> [INPUT RECORDS]
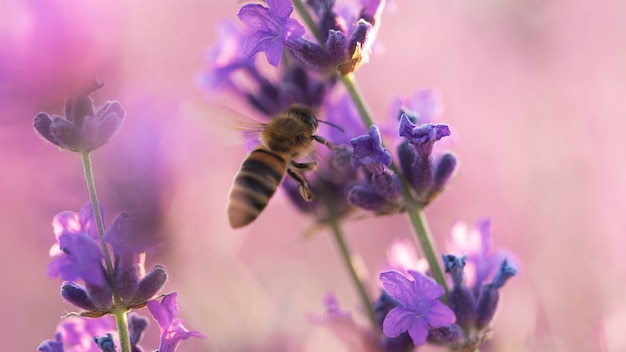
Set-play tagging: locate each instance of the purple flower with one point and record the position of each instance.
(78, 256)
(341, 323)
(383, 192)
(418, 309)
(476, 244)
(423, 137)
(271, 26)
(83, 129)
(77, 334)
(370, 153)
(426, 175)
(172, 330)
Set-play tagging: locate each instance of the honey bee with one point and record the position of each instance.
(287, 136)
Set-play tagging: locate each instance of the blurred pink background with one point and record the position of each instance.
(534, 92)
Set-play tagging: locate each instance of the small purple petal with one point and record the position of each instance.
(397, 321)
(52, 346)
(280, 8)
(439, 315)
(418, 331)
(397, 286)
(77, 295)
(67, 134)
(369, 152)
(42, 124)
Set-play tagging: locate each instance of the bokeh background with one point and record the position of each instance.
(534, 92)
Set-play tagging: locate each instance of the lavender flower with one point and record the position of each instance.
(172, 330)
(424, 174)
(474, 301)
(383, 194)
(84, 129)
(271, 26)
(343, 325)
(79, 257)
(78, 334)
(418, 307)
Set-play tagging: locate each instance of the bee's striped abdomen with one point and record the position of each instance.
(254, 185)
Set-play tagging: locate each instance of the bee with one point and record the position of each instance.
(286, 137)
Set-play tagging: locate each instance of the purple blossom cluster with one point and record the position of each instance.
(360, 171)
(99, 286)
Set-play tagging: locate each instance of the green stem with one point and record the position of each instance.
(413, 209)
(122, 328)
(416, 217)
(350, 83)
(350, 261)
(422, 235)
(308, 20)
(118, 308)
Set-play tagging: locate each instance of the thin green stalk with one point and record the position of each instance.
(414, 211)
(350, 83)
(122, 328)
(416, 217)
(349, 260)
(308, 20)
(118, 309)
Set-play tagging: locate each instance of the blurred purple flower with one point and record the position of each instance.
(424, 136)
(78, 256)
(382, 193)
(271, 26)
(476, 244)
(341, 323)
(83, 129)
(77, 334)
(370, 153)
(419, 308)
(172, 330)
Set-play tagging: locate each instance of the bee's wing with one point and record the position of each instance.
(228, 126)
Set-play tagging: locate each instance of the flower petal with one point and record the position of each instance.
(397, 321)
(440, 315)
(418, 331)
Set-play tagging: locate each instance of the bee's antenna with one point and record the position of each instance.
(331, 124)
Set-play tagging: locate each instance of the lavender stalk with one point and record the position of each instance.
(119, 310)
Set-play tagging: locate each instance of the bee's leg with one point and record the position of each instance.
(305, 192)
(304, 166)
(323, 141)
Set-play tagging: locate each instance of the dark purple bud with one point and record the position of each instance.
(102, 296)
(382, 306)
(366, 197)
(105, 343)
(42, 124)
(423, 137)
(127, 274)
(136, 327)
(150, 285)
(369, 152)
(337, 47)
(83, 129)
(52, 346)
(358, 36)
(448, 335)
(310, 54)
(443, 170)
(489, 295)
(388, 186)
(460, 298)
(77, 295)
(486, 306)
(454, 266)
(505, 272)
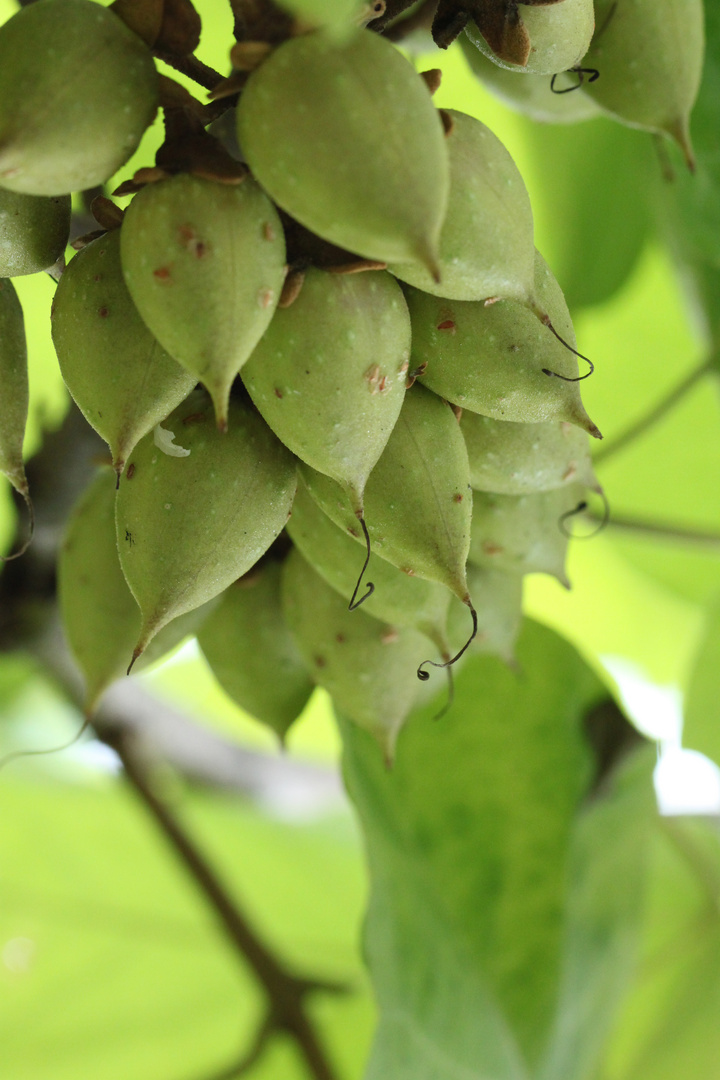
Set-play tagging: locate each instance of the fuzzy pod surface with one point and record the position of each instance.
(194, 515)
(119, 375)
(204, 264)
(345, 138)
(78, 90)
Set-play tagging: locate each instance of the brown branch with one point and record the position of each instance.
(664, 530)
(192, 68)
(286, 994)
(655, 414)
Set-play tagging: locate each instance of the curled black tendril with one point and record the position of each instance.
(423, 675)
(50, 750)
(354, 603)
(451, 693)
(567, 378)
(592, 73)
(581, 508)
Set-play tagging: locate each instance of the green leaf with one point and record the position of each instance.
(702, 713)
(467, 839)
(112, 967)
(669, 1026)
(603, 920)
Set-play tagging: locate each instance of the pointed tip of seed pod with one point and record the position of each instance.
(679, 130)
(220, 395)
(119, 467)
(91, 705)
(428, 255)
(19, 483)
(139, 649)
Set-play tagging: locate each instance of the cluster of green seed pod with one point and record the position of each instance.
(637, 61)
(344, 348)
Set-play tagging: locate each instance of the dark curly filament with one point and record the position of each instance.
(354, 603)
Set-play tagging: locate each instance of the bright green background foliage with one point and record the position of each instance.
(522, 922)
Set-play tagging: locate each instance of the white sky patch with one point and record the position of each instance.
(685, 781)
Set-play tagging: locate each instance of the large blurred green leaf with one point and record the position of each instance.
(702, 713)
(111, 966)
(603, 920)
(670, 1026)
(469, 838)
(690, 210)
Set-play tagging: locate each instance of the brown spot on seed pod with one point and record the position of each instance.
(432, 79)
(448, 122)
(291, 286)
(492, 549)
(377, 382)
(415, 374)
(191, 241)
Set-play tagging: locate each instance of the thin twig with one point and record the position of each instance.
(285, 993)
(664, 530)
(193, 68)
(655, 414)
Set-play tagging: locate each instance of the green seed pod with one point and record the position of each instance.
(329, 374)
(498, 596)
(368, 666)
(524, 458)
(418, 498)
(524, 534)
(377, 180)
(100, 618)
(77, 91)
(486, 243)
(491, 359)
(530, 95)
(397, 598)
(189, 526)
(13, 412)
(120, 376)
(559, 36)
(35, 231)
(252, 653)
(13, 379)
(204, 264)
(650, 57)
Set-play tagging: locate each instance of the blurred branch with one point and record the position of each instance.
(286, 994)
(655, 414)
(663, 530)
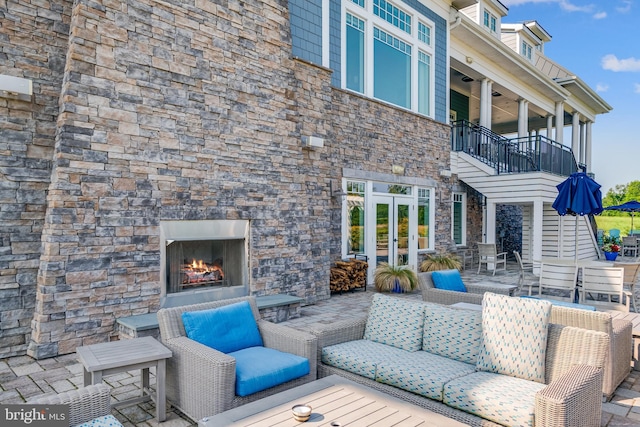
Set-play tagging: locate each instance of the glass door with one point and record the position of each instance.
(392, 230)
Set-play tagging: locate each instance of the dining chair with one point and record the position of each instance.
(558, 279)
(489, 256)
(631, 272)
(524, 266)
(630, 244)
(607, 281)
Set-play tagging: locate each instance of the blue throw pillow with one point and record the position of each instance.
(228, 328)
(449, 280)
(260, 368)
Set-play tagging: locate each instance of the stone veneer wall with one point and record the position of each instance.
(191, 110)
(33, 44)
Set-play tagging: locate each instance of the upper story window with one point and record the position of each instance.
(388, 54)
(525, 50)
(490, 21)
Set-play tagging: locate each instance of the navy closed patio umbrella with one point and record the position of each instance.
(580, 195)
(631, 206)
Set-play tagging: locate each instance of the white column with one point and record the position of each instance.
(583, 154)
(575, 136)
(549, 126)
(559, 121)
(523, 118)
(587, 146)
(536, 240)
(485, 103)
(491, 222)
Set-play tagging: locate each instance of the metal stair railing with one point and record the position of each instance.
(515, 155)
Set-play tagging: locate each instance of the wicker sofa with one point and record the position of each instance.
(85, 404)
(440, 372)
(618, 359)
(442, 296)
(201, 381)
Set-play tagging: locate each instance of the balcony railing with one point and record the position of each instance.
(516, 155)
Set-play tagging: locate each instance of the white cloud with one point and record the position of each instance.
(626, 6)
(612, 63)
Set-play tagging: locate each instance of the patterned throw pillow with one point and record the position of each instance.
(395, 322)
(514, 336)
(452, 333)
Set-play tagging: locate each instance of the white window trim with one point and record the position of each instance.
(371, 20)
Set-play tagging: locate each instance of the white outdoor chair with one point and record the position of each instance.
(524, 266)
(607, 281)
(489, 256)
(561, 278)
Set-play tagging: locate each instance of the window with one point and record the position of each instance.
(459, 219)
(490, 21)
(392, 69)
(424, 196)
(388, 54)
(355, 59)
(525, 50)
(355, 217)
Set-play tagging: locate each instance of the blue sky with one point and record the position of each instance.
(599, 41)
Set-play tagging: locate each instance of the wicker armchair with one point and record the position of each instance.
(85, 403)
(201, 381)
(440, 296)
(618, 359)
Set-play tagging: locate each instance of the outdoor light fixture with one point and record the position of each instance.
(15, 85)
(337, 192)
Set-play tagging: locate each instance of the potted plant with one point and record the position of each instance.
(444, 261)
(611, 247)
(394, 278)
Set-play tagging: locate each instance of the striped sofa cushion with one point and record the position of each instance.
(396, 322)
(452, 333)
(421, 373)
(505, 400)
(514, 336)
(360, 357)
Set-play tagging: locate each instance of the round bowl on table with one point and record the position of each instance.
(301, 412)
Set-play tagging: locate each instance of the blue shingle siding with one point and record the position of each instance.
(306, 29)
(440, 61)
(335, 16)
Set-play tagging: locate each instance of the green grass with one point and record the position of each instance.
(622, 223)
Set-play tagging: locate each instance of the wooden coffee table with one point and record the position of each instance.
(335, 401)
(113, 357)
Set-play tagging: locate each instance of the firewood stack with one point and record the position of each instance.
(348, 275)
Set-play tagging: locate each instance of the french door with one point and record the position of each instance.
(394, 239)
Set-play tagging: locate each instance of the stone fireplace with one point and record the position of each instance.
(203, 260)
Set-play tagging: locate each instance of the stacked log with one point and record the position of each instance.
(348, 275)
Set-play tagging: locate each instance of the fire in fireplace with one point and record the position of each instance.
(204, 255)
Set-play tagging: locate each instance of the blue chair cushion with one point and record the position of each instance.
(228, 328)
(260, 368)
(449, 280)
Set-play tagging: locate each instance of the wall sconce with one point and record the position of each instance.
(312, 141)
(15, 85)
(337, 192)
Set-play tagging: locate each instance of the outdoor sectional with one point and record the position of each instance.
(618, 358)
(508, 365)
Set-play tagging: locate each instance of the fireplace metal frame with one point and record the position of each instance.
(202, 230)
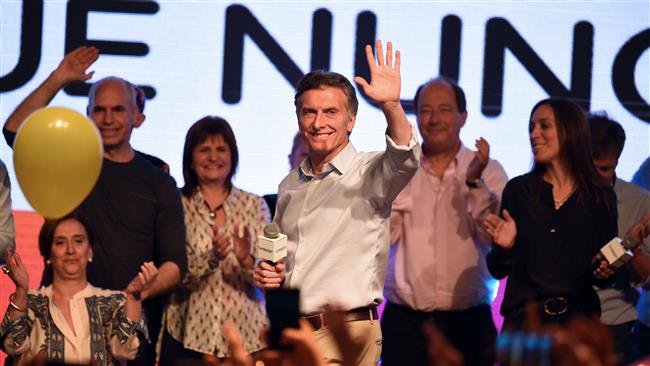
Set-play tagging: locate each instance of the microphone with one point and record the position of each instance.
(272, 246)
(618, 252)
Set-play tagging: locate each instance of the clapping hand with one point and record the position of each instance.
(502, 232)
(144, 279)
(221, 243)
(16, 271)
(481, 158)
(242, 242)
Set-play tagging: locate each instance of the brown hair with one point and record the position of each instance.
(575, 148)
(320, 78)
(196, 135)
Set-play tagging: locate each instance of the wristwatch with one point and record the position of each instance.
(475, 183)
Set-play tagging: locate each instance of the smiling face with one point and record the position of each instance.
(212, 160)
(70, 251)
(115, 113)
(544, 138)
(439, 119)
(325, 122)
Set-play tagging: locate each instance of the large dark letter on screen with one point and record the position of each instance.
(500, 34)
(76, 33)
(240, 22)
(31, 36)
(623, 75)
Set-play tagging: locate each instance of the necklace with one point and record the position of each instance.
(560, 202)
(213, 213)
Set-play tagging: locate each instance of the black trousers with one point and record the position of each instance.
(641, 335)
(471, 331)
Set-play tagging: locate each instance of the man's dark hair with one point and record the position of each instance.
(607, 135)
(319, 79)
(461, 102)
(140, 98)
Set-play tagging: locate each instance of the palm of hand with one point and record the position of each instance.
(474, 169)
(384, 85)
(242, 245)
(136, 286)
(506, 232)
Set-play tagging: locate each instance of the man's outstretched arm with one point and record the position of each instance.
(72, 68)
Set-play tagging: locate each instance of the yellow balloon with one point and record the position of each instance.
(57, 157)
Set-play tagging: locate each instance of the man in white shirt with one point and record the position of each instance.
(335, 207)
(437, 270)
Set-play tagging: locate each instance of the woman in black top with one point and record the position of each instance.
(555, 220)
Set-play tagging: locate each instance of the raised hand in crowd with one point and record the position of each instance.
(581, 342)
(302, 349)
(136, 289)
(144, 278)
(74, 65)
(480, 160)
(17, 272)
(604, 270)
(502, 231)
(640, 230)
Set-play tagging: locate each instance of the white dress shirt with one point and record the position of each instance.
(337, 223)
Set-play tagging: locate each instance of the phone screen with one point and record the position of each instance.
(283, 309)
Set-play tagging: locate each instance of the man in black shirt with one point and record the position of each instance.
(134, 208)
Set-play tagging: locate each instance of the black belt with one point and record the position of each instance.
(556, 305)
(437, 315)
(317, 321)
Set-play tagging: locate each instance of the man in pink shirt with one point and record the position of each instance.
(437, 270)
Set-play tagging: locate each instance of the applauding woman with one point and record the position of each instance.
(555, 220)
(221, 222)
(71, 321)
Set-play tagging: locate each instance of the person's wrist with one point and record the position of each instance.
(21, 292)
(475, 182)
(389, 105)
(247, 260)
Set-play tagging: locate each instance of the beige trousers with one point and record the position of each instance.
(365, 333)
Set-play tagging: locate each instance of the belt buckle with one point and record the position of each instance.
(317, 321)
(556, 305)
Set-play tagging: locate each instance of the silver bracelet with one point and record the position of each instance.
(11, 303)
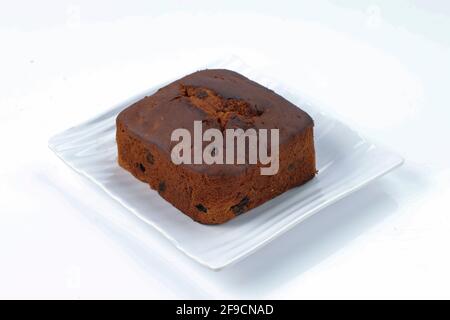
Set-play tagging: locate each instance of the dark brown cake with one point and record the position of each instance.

> [WHAT THE TASK REQUIRES]
Starting with the line that contains "Set-play tagging: locate each instance of the silver", copy every line word for word through the end of the listing above, but leave out the pictures.

> [SOLUTION TO THE PROBLEM]
Set-play tagging: locate each instance of the silver bracelet with one point and record the position of each instance.
(11, 303)
Set-play tagging: locate each instance of the dark brown cake with one point and record the position of each instance.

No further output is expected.